Source data Start Marker

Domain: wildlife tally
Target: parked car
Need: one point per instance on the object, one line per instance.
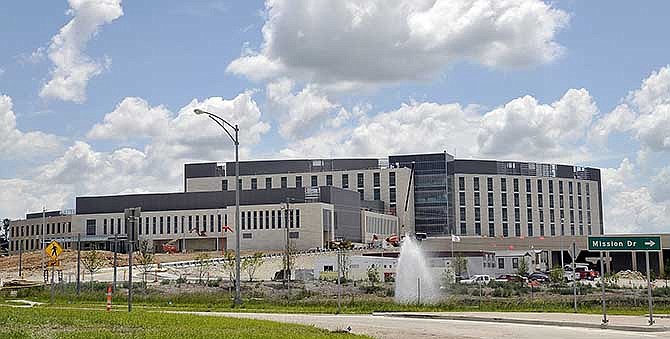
(511, 278)
(477, 279)
(585, 272)
(540, 277)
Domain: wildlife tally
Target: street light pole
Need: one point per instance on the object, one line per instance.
(223, 123)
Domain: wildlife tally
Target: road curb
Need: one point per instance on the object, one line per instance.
(523, 321)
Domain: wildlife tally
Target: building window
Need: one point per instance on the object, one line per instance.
(90, 226)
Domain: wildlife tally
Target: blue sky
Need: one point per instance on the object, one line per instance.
(332, 78)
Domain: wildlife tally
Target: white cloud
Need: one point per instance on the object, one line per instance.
(524, 128)
(629, 205)
(305, 110)
(381, 41)
(72, 68)
(132, 118)
(414, 127)
(17, 144)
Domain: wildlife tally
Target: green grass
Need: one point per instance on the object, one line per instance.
(45, 322)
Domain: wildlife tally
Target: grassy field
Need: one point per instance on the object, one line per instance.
(43, 322)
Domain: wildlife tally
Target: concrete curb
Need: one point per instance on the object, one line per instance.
(524, 321)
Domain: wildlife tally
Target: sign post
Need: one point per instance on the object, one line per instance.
(626, 244)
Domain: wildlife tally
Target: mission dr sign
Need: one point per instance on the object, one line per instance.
(624, 244)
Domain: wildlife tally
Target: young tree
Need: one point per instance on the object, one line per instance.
(522, 270)
(373, 275)
(251, 264)
(93, 261)
(229, 265)
(202, 265)
(144, 259)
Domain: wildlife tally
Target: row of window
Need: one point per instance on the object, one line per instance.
(530, 232)
(503, 185)
(270, 219)
(529, 200)
(31, 230)
(314, 181)
(529, 215)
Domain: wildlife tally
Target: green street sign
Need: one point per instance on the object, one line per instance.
(623, 243)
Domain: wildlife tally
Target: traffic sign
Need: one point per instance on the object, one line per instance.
(53, 250)
(624, 244)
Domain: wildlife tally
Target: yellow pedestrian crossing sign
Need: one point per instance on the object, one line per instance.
(53, 250)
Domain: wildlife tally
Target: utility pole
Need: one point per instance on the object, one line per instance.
(116, 244)
(78, 263)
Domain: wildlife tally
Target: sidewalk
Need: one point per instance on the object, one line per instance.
(616, 322)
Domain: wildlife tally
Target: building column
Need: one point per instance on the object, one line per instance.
(661, 264)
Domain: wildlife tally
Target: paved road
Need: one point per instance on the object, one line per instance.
(385, 327)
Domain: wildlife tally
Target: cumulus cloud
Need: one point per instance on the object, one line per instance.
(375, 41)
(629, 205)
(133, 117)
(523, 127)
(72, 68)
(17, 144)
(305, 110)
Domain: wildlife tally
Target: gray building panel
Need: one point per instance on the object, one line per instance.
(300, 166)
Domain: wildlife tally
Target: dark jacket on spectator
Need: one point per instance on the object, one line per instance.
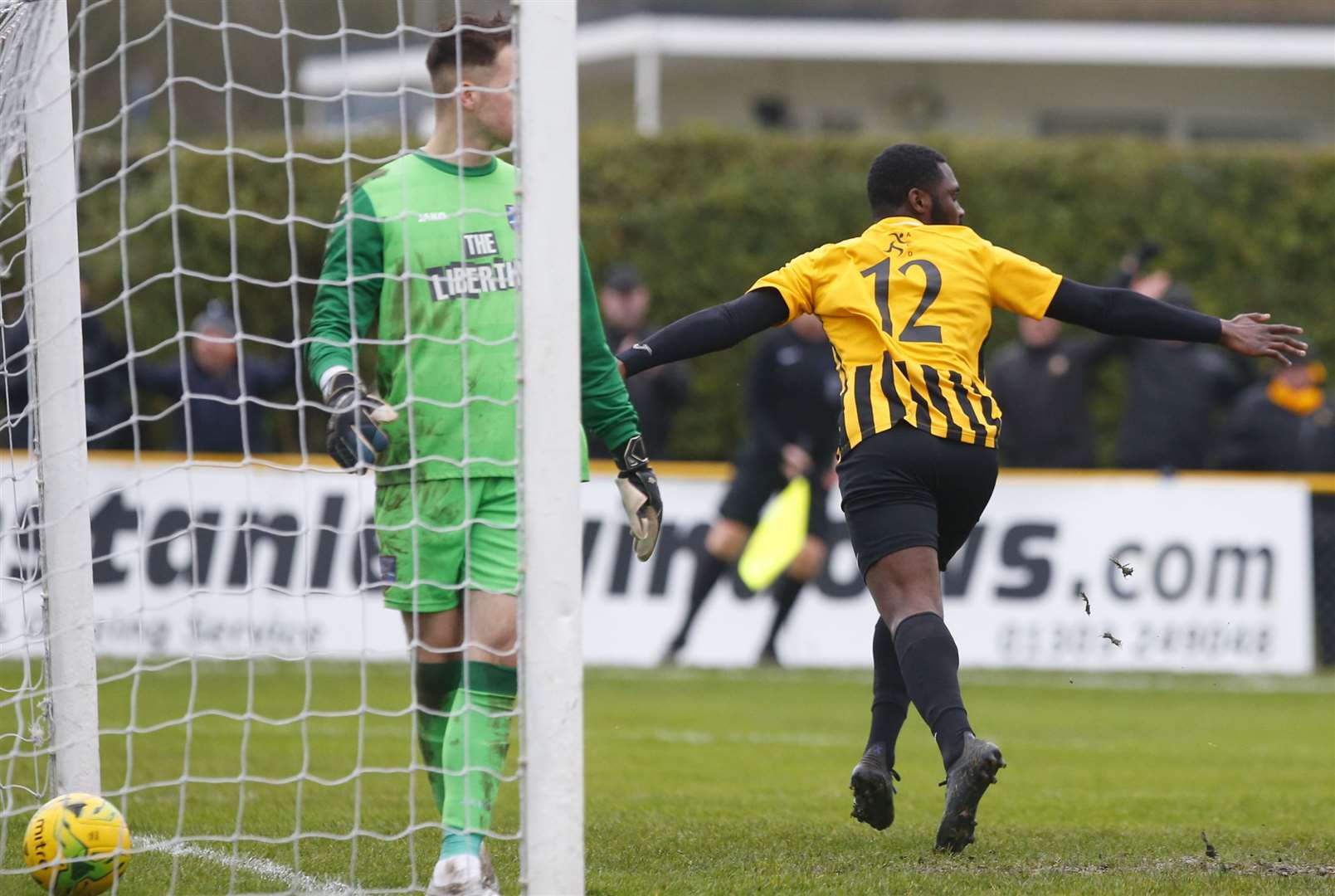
(1263, 436)
(105, 385)
(792, 398)
(214, 407)
(1045, 398)
(1174, 396)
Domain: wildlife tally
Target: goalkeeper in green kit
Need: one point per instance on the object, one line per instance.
(422, 251)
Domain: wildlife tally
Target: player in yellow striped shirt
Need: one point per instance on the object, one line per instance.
(907, 306)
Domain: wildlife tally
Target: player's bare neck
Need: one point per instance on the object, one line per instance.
(900, 212)
(446, 142)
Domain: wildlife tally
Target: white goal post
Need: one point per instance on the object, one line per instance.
(552, 659)
(160, 572)
(61, 445)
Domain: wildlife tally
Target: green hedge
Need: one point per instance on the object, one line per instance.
(703, 215)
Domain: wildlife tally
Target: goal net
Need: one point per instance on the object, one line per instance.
(194, 611)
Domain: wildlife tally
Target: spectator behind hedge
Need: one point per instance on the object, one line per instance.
(212, 389)
(657, 394)
(1177, 393)
(1043, 382)
(105, 381)
(1284, 425)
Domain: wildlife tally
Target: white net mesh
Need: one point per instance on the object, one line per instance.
(256, 709)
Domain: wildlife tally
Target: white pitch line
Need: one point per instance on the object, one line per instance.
(266, 869)
(704, 738)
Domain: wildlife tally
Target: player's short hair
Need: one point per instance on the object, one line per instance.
(464, 44)
(898, 170)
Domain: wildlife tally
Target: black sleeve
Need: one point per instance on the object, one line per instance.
(1123, 313)
(714, 329)
(760, 398)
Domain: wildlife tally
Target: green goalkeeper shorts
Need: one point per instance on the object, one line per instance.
(458, 534)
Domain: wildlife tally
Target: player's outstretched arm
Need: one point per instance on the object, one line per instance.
(1123, 313)
(705, 331)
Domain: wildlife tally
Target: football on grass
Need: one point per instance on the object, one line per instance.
(76, 845)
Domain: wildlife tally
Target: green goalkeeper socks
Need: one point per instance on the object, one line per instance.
(475, 745)
(436, 684)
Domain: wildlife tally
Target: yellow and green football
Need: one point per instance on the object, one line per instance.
(76, 845)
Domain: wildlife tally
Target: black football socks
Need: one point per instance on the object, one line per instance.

Source data End Marker

Instructions to follow> Reproduce each entry precisely; the pictures stay out.

Solved exercise>
Domain: wildlife tally
Target: parked car
Need: one point per instance on the object, one line per instance.
(511, 278)
(477, 279)
(585, 272)
(540, 277)
Domain: wildlife tally
Target: street light pole
Need: one point per instance on the object, one line per instance.
(223, 123)
Domain: wildlife tally
Target: road curb
Need: one point per instance on the object, one line per instance.
(523, 321)
Domain: wildlife tally
Target: building window
Need: one point per instance on the object, one line per instance.
(90, 226)
Domain: wildlife tally
Target: blue sky
Need: one point per instance on the object, one line per instance.
(332, 78)
Domain: wildlife tally
Target: white cloud
Need: one point per instance on the object, one line per instance.
(524, 128)
(629, 205)
(305, 110)
(381, 41)
(72, 68)
(132, 118)
(414, 127)
(17, 144)
Domain: wildlife tally
Target: green grass
Need: one point per instance on the object, one line per instance.
(45, 322)
Domain: wildlife tally
Target: grassy field
Need: one point per instance on the object, one line per instance.
(43, 322)
Domain: wildlife tally
Target: concrete curb
Need: one point per instance on the object, one line per instance.
(524, 321)
Domain: wildlife tally
Target: sign post
Need: one point per instance on the object, one line per instance.
(626, 244)
Domain: wildlife tally
Target: mission dr sign
Need: one point per instance on the object, one line per instance.
(624, 244)
Domain: wildlife tally
Target: young tree
Need: one point per instance on the object, one line per instance.
(522, 270)
(373, 275)
(251, 264)
(93, 261)
(229, 265)
(202, 265)
(144, 259)
Domain: wildlife tally
Target: row of window
Need: one point per instance on the object, one line per instance.
(530, 232)
(503, 185)
(270, 219)
(529, 200)
(31, 230)
(314, 181)
(529, 215)
Domain: wildlife tally
Target: green street sign
Need: one point per instance on the object, one line per instance.
(623, 243)
Domain: wildlife tally
Target: traffic sign
Need: one point per instance on the object, one line per instance.
(53, 250)
(624, 244)
Domain: wildlife tally
Target: yellow pedestrian crossing sign
Need: one point per instance on the object, one line per instance.
(53, 250)
Domain: wildlife tally
Target: utility pole
Need: one point per instance on the object, one line per instance.
(116, 244)
(78, 263)
Domain: wildlife tally
Target: sidewalk
Need: one point per instance on the object, one line per instance.
(616, 322)
Domain: wildlife tally
Target: building column
Need: one point per instance on the object, one line per instance.
(661, 264)
Domain: wildlife tally
Target: paved road
Need: one point per instance on the object, one line per instance.
(385, 327)
Domain: wildlife tally
Target: cumulus cloud
Need: one point per instance on the object, one line per instance.
(375, 41)
(629, 205)
(133, 117)
(523, 127)
(72, 68)
(17, 144)
(305, 110)
Domain: wildlife tally
Target: gray building panel
Need: one point per instance on the object, one line per instance.
(300, 166)
Domain: wildlife tally
Target: dark jacket on spectator
Need: one point per instance on the object, one line per instance.
(1263, 436)
(105, 385)
(792, 398)
(214, 407)
(1045, 398)
(1174, 396)
Domain: wildlife tally
Target: goalkeeper in green kit
Need: one point per instance on the object, one line per instance.
(422, 251)
Domain: wildlife tally
Target: player in yellow striped shirt
Need: one point per instance on the object, one line per instance.
(907, 306)
Domain: wildlife tally
Target: player's bare neck
Need: one point per instance on the object, one line per instance.
(900, 212)
(446, 142)
Domain: wildlife tally
Target: white goal post
Need: one point per instance on the object, one line per instance.
(552, 659)
(160, 572)
(61, 445)
Domain: wildlife tally
Target: green hedge
Need: one point per instance on the object, one line per instance.
(703, 215)
Domain: wildlife tally
Target: goal net
Need: one point per instance on the object, one line per instance.
(194, 611)
Domain: wildlife tally
Target: spectator behind hedge
Need: one point per instance on the object, one line per instance.
(212, 389)
(657, 394)
(1177, 393)
(1043, 382)
(105, 381)
(1284, 425)
Domain: wildlife tally
Target: white net mesh
Need: one point per instance on the object, one line per instance.
(256, 709)
Domain: wildlife tally
Target: white pitch line
Need: one point per instance on the object, one line per instance.
(266, 869)
(704, 738)
Domain: wildlife tally
Target: player's short hair
Need: one point per instance on the object, one line per instance.
(464, 44)
(898, 170)
Domain: wildlife tally
Target: black sleeve
Need: one point per instance on the object, one line per instance.
(1123, 313)
(714, 329)
(760, 398)
Domain: wildlife tally
Target: green goalkeeper shorts
Need: one point per instance on the object, one line per instance.
(458, 534)
Domain: wildlife tally
Target: player's outstretched arm
Need: one point per instance on the object, one line per instance.
(1123, 313)
(705, 331)
Domain: wildlife tally
Target: football on grass
Need: one point per instance on the object, one line per instance.
(76, 845)
Domain: wildlife tally
Target: green goalkeeper socks
Need: one point per instance on the object, one line per instance.
(475, 745)
(436, 684)
Domain: wildlife tally
Target: yellow and green football
Need: one point per instance on the object, one line per instance.
(76, 845)
Domain: wildlife tally
Target: black football socks
Need: one point per instance on the object, one line per instance.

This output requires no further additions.